Pagina »
■ ■ ■ ■

Erfgoeddrager: Ferdi

‘Tien dagen werd mijn moeder vastgehouden in de Euterpestraat’

Dolly Rouwers was vier jaar oud toen de oorlog begon. Haar ouders hadden een gemengd huwelijk: haar moeder was Joods, haar vader Duits. Tijdens de oorlog heeft ze veel familieleden verloren. Aan Ferdi, Flim en Mare van de 3e Daltonschool vertelt ze over haar herinneringen.

Was u bang tijdens de oorlog?
‘Nee, ik zat in een heel bevoorrechte situatie. Mijn moeder was met een niet-Joodse man getrouwd waardoor wij niet hoefden onder te duiken. Ik ging nog vrij lang naar school en probeerde een normaal leven te leiden. Mijn ouders hadden een eigen slagerij waardoor er bij ons altijd eten was. Soms ging mijn vader op de fiets naar tuinders en ruilde hij vlees uit de winkel voor ander voedsel. Mijn moeder was heel zorgzaam en gaf mijn zus en mij heel veel liefde. Daardoor heb ik tijdens de oorlog nooit angst gekend.’

Welke herinnering van de oorlog is u het meeste bijgebleven?

■ ■ ■ ■

[Items uit een labelverzameling]
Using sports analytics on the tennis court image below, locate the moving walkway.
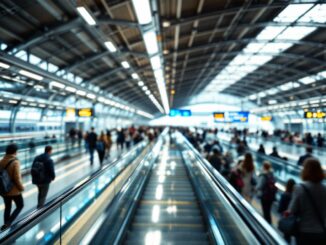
[0,131,285,244]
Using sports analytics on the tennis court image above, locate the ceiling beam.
[5,18,81,53]
[167,2,289,29]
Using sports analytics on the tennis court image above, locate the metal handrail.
[0,139,144,244]
[179,133,286,244]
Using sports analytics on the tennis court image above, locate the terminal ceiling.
[0,0,326,116]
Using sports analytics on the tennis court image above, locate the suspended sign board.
[213,111,249,123]
[66,108,76,117]
[260,116,273,122]
[169,109,191,117]
[213,112,225,122]
[77,108,94,117]
[304,111,326,119]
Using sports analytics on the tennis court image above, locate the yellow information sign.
[261,116,273,122]
[304,111,326,119]
[66,108,76,117]
[77,108,94,117]
[214,112,224,119]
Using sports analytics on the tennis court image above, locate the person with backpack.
[239,153,257,203]
[0,144,24,230]
[256,161,277,224]
[277,179,295,243]
[229,160,244,194]
[31,146,55,208]
[86,127,97,165]
[285,158,326,245]
[96,131,107,165]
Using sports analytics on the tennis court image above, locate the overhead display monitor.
[213,111,249,123]
[260,116,273,122]
[228,111,249,123]
[77,108,94,117]
[304,111,326,119]
[66,108,76,117]
[213,112,225,122]
[170,109,192,117]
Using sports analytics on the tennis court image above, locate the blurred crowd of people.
[68,126,160,165]
[182,129,326,245]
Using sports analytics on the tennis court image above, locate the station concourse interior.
[0,0,326,245]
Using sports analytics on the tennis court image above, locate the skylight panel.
[230,55,250,65]
[299,76,316,84]
[266,88,278,95]
[317,71,326,80]
[243,43,265,53]
[274,4,313,22]
[247,55,273,65]
[279,82,293,91]
[277,26,317,40]
[260,43,292,54]
[258,91,267,98]
[249,94,257,100]
[256,26,285,40]
[292,82,301,88]
[239,65,258,73]
[298,4,326,23]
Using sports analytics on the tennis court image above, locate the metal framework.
[0,0,326,113]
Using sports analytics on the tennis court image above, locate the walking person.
[239,153,257,202]
[96,131,107,165]
[277,179,295,243]
[117,129,125,151]
[86,127,97,165]
[77,129,83,148]
[0,144,24,230]
[288,158,326,245]
[31,145,55,208]
[106,130,112,157]
[256,161,277,224]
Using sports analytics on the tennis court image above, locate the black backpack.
[262,174,277,201]
[31,157,46,185]
[0,158,16,196]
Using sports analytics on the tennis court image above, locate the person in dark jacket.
[277,179,295,243]
[270,146,282,158]
[317,133,324,147]
[257,144,266,155]
[256,161,276,224]
[207,149,223,171]
[86,127,97,165]
[287,158,326,245]
[298,146,313,166]
[0,144,24,231]
[32,145,55,208]
[278,179,295,214]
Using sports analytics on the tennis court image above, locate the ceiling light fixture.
[0,62,10,69]
[121,61,130,69]
[76,90,86,96]
[65,87,77,93]
[19,70,43,81]
[132,0,152,25]
[50,81,66,89]
[131,73,139,79]
[104,41,117,53]
[77,7,96,26]
[143,31,158,55]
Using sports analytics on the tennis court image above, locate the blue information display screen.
[213,111,249,123]
[170,109,191,117]
[228,111,249,123]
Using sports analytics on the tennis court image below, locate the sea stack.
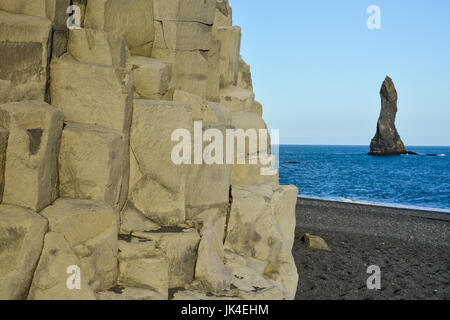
[368,76,407,156]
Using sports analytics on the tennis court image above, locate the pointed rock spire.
[369,76,407,156]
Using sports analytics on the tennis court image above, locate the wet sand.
[293,198,450,300]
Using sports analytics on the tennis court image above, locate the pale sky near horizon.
[230,0,450,146]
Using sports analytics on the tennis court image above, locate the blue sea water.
[279,145,450,213]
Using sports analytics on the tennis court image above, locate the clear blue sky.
[230,0,450,146]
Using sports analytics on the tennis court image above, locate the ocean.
[279,145,450,213]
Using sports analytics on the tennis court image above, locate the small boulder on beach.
[302,233,331,251]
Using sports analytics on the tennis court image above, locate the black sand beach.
[293,198,450,300]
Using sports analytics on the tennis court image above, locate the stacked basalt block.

■ ■ ■ ■

Instructie bij opdracht » Noem alle leerlingen van de 3e Daltonschool die in het interview met Dolly Rouwers worden genoemd als degenen aan wie zij over haar herinneringen vertelt.

Antwoord » Ferdi, Flim en Mare.